-- Start DATA SHOWN --
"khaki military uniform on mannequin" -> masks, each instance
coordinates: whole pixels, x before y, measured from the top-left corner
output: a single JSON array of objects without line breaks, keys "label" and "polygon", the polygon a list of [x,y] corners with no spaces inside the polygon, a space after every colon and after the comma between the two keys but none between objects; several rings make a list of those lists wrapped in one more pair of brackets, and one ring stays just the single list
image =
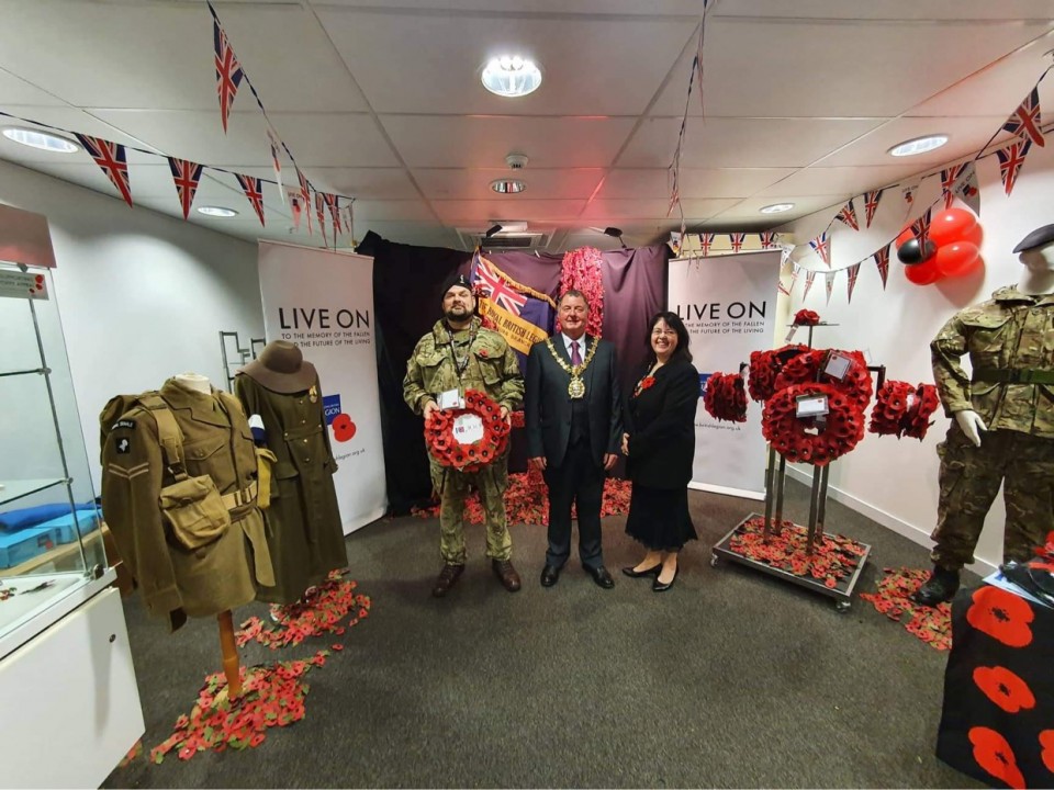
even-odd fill
[{"label": "khaki military uniform on mannequin", "polygon": [[[403,399],[414,414],[427,417],[438,408],[440,393],[463,395],[467,390],[478,390],[493,398],[507,418],[524,397],[516,354],[501,335],[484,329],[473,315],[475,297],[468,278],[449,279],[442,294],[445,317],[417,342],[406,362]],[[473,474],[440,466],[430,456],[428,461],[440,495],[439,553],[444,562],[433,595],[445,596],[464,569],[464,500],[470,484],[480,492],[486,514],[486,555],[494,573],[508,591],[518,590],[520,579],[511,560],[513,542],[505,516],[508,451]]]},{"label": "khaki military uniform on mannequin", "polygon": [[[938,452],[934,571],[916,600],[951,599],[1003,486],[1003,561],[1024,561],[1054,530],[1054,225],[1029,234],[1018,286],[956,314],[931,343],[933,375],[955,421]],[[960,358],[969,354],[967,376]]]}]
-- End DATA SHOWN --
#### OBJECTIVE
Please arrange every line of the records above as a numbered list, skipping any blank lines and leaving out the pictures.

#### REPLY TO THE EXERCISE
1. "khaki military uniform on mannequin" -> masks, each instance
2. coordinates: whole pixels, x before y, measured from the top-left corner
3. output: a single JSON array of objects without line breaks, keys "label" and "polygon", the polygon a list of [x,y] corners with no spaces inside the polygon, a space after every colon and after the comma between the two keys but none between objects; several rings make a list of those lists wrapped in one more pair of brackets, and one ring stays just the single list
4. image =
5. even-odd fill
6. [{"label": "khaki military uniform on mannequin", "polygon": [[[403,399],[414,414],[427,417],[438,408],[440,393],[463,395],[467,390],[478,390],[493,398],[507,418],[524,397],[516,354],[501,335],[484,329],[473,315],[475,297],[468,278],[449,279],[442,294],[445,317],[417,342],[406,362]],[[473,474],[440,466],[430,456],[428,461],[440,495],[439,553],[444,562],[433,595],[445,596],[464,569],[464,500],[470,484],[480,492],[486,514],[486,555],[494,573],[508,591],[518,590],[520,579],[511,560],[513,542],[505,516],[508,451]]]},{"label": "khaki military uniform on mannequin", "polygon": [[[938,452],[934,571],[916,600],[951,599],[1003,486],[1003,561],[1024,561],[1054,530],[1054,225],[1029,234],[1018,286],[956,314],[931,343],[933,375],[955,421]],[[960,358],[969,354],[967,376]]]}]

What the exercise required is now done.